[TASK OBJECTIVE]
Render everything from the line containing "Drop a point on each instance of the timber" down to the last of the lines below as a numbered list, leaving out any blank lines.

********************

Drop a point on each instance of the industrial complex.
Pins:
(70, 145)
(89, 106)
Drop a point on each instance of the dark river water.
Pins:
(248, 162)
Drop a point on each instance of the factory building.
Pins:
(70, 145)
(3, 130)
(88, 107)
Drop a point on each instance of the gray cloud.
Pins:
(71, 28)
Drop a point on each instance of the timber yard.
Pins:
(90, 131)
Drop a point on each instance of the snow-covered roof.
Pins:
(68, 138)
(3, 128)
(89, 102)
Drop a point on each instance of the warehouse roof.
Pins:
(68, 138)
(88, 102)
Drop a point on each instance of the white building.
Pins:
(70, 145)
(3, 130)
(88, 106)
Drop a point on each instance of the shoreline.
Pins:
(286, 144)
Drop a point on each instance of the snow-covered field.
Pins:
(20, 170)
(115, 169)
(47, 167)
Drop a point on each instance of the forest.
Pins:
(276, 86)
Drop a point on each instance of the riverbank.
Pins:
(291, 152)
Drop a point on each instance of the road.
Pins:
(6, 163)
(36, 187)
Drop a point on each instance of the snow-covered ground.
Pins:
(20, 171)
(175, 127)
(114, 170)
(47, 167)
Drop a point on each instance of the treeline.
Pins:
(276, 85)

********************

[SOLUTION FOR THIS EXERCISE]
1. Drop a point on each instance of the timber yard.
2. Pins:
3. (90, 131)
4. Drop a point on each instance of the snow-covered roof.
5. Pins:
6. (68, 138)
7. (3, 128)
8. (89, 102)
9. Drop a point on each instance of the warehouse roof.
10. Pins:
11. (68, 138)
12. (88, 102)
13. Drop a point on each instance of the white building.
14. Pins:
15. (70, 145)
16. (3, 130)
17. (88, 106)
18. Drop a point on each instance of the shoreline.
19. Pins:
20. (286, 144)
21. Drop a point on each instance of the snow-covered field.
22. Pins:
23. (20, 170)
24. (115, 169)
25. (47, 167)
26. Drop a point on each instance of the forest.
27. Pins:
28. (276, 86)
29. Drop a point on each instance of the riverbank.
30. Pins:
31. (291, 152)
32. Drop a point on each instance of the road.
33. Pins:
34. (6, 163)
35. (36, 187)
36. Drop a point on each instance of the snow-covered ground.
37. Pins:
38. (20, 171)
39. (175, 127)
40. (114, 170)
41. (47, 167)
42. Drop a point on each instance of the treeline.
43. Pins:
44. (276, 85)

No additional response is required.